_Task description_
Repeat all of the entries, please, keeping each line exact.

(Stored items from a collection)
▬▬▬

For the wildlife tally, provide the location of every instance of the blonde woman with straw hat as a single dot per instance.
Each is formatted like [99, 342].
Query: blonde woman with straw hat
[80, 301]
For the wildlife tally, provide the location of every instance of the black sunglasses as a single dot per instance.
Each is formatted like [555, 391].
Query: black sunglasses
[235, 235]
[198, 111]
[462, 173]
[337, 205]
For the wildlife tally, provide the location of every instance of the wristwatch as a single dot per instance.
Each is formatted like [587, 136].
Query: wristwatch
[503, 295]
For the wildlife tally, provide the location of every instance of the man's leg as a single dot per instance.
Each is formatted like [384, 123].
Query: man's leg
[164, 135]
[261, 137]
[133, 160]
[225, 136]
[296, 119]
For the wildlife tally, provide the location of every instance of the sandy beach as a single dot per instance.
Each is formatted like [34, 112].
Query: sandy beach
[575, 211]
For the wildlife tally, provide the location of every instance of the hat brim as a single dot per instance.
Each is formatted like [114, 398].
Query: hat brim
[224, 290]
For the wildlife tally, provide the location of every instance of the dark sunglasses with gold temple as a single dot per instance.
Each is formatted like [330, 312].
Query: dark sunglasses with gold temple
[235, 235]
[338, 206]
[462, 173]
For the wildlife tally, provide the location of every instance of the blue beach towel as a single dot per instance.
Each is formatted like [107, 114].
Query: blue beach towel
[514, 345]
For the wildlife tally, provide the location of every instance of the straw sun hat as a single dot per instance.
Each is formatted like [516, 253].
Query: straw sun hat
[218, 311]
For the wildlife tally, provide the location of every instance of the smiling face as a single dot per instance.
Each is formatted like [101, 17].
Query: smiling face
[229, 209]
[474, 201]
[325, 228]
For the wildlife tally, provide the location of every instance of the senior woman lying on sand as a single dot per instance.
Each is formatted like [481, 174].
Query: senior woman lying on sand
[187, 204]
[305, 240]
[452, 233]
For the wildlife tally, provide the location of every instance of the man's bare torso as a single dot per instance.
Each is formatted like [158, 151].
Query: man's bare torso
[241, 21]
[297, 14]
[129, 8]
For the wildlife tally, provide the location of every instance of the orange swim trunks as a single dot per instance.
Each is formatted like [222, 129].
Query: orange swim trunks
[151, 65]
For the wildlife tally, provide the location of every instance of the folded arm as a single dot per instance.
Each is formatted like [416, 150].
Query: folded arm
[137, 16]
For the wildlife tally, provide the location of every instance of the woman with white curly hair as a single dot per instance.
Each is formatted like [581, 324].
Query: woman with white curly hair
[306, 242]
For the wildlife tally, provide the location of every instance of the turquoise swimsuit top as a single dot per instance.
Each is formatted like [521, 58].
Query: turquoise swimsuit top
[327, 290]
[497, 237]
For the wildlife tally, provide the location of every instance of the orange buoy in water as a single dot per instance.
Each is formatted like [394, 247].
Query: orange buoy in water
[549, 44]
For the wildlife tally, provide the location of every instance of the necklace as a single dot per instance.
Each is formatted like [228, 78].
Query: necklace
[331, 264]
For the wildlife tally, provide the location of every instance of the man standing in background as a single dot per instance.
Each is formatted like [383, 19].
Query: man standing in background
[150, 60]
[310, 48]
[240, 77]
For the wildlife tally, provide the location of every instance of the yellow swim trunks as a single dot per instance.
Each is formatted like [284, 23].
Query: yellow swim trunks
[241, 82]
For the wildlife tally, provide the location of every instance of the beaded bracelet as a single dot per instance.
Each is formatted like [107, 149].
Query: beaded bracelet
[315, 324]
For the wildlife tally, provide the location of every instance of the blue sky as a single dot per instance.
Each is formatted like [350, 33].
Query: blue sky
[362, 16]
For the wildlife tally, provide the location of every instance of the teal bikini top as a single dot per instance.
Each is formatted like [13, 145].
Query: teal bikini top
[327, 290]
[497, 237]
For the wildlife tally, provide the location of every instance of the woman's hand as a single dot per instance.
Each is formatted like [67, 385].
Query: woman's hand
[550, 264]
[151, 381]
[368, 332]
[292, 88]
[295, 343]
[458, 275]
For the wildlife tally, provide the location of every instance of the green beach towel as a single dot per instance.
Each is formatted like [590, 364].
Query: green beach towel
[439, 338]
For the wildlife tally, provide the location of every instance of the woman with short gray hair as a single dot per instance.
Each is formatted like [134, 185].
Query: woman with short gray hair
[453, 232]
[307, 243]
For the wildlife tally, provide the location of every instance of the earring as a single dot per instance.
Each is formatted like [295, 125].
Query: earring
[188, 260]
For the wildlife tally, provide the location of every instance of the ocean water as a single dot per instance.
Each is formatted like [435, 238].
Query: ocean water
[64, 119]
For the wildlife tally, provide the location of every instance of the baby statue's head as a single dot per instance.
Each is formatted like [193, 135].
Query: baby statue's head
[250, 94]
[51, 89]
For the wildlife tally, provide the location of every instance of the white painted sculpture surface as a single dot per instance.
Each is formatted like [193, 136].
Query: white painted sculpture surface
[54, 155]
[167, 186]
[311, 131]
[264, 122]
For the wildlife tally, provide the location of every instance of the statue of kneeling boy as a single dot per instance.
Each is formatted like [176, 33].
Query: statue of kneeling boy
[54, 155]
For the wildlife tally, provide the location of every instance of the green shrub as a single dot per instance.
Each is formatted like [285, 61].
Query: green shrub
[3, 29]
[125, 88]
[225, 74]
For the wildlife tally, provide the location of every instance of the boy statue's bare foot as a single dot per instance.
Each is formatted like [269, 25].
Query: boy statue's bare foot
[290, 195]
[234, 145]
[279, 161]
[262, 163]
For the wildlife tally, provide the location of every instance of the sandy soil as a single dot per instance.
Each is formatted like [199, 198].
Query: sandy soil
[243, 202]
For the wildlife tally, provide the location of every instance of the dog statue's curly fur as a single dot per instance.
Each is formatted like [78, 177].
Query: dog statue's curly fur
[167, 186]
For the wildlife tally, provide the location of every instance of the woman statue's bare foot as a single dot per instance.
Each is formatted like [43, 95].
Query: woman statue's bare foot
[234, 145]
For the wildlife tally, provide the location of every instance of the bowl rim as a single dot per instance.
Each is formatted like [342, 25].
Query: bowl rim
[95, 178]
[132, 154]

▬▬▬

_Solved problem_
For the wildlife tally, provide the location of every instance of the blonde woman with straw hat as a single dot per instance.
Each is formatted like [99, 342].
Query: blonde woman with straw hat
[80, 301]
For the wildlife tally, provide the location of every instance of the black sunglasses as a single dot per instance.
Each is formatted like [555, 391].
Query: black sunglasses
[235, 235]
[198, 111]
[462, 173]
[337, 205]
For the wildlife tally, provide the location of every instance of the wristwatch as a single dot per instance.
Each is formatted like [587, 136].
Query: wristwatch
[503, 295]
For the wildlife tally, provide the location of every instance of the man's leg as a single dot per instance.
Each is formatted like [384, 123].
Query: man's leg
[164, 135]
[261, 137]
[133, 160]
[225, 136]
[296, 119]
For the wildlife tally, provide the location of every instance of the sandy beach as a single dot per instance.
Each is formatted like [34, 112].
Query: sandy beach
[575, 211]
For the wildlife tally, provide the location of every instance of the hat brim as a single dot per instance.
Each is formatted like [114, 398].
Query: hat brim
[224, 290]
For the wildlife tally, provide the location of every instance of the dark sunglasses with gold temple as a single dot per instance.
Each is formatted like [330, 312].
Query: dark sunglasses with gold temple
[235, 235]
[338, 206]
[462, 173]
For the wildlife tally, provide the location of every instance of the blue beach towel as a single dot per instance.
Each is formatted like [107, 114].
Query: blue beach towel
[514, 345]
For the wildlife tally, provide the location of every instance of the straw sun hat as a single dot per instance.
Each is formatted like [516, 253].
Query: straw sun hat
[218, 311]
For the wildlife tally, provide the location of every instance of the smiling face as a single dot per instance.
Each is formatted like [101, 17].
Query: smiling face
[229, 209]
[474, 201]
[325, 228]
For the wildlife tally, provide the location of every instance of the senior woman lying on sand as a single dot per instance.
Each is formatted like [481, 174].
Query: senior woman lying on sand
[187, 204]
[305, 240]
[452, 233]
For the wildlife tally, provide the location of every instance of the man's bare torso as a single dot per instance.
Each is formatted like [158, 151].
Query: man's bare torso
[241, 21]
[297, 14]
[129, 8]
For the wildlife tally, provide the location of every instance of the orange swim trunks as a single dot per instance.
Each is formatted like [222, 129].
Query: orange swim trunks
[151, 65]
For the wildlife tally, provide the location of every instance of the folded arm as a single dot per instance.
Each is formatted like [416, 150].
Query: folded arm
[137, 16]
For the wildlife tally, provide the location of every instance of the woman with white curly hair as a single dot per instance.
Each is formatted like [581, 324].
Query: woman with white curly hair
[306, 242]
For the wildlife tally, provide the location of every instance of the turquoise swimsuit top as a single dot per instance.
Each is formatted like [521, 58].
Query: turquoise swimsuit top
[327, 290]
[497, 237]
For the wildlife tally, provide the location of every instance of the orange buoy in water as a single dot per instance.
Each is formatted like [394, 247].
Query: orange buoy in water
[549, 44]
For the wildlife tally, provide the location of every instance of the necklace as a single dot per instance.
Each is formatted like [228, 78].
Query: necklace
[331, 264]
For the wildlife tally, provide the location of every instance of the man standing in background as a single dot per instance.
Each is formatted like [383, 19].
Query: man standing in background
[150, 60]
[310, 48]
[240, 77]
For the wildlife tally, provide the location of every instance of the yellow swim trunks as a single dot per instance.
Each is formatted like [284, 23].
Query: yellow swim trunks
[241, 82]
For the wildlife tally, provide the location of every instance of the beaded bracelet as a single dot per instance.
Each is formatted like [107, 149].
Query: beaded bracelet
[315, 324]
For the wildlife tally, provide the location of every instance of the blue sky as a single dot per instance.
Each is formatted like [350, 33].
Query: blue sky
[362, 16]
For the wildlife tally, provide the location of every instance of the teal bikini top as a single dot per instance.
Each is formatted like [13, 145].
Query: teal bikini top
[327, 290]
[497, 237]
For the wildlife tally, provide the location of every instance of the woman's hand as a single dot per instance.
Each is formatted like [67, 385].
Query: woman's hand
[550, 264]
[151, 381]
[368, 332]
[292, 88]
[295, 343]
[458, 275]
For the wildlife tally, provide the location of every instance of the green beach towel as a single dot per instance.
Each is formatted like [590, 364].
Query: green beach towel
[439, 338]
For the wildlife tally, provide the location of every instance of the woman with short gray hair as a single dot per instance.
Each is formatted like [134, 185].
Query: woman with short gray hair
[453, 232]
[307, 243]
For the wildlife tally, provide the location of every instance of the earring as a single dot per instance.
Each is formatted like [295, 125].
Query: earring
[188, 260]
For the wildlife tally, provide the location of every instance of the ocean water as a single dot per instance.
Each is formatted like [435, 238].
Query: ocean water
[64, 119]
For the wildlife tally, provide the location of every instance of the baby statue's head as a single dot per instance.
Each is formatted like [193, 135].
Query: baby statue's head
[250, 94]
[51, 89]
For the wildlife tally, provide the location of every instance of the white painted sculpture surface as a single dot per instance.
Each is formatted like [193, 136].
Query: white painted sculpture surface
[54, 155]
[167, 186]
[311, 131]
[264, 122]
For the wildlife tally, provide the location of every instance of the statue of kneeling boy as a single dot per instance.
Each is formatted like [176, 33].
Query: statue of kneeling boy
[54, 155]
For the wildlife tally, provide the location of every instance of the green shrub as a single dot per instance.
Each is formatted like [285, 61].
Query: green shrub
[3, 29]
[125, 88]
[225, 74]
For the wildlife tally, provide the location of every instance of the boy statue's bare foot as a single dot per instance.
Each is formatted like [269, 25].
Query: boy statue's bare foot
[290, 195]
[234, 145]
[279, 161]
[262, 163]
For the wildlife tally, provide the location of every instance of the sandy soil as a single dot per instance.
Each is formatted like [199, 198].
Query: sandy soil
[243, 202]
For the wildlife tally, provide the location of every instance of the dog statue's curly fur as a single dot per instance.
Each is formatted like [78, 177].
Query: dog statue's curly fur
[167, 186]
For the wildlife tally, provide the location of every instance of the woman statue's bare foot as a single dot per instance.
Each is formatted like [43, 95].
Query: woman statue's bare foot
[234, 145]
For the wildlife tally, provide the location of every instance of the bowl rim as a single dot per instance.
Each is formatted like [342, 25].
Query: bowl rim
[95, 178]
[132, 154]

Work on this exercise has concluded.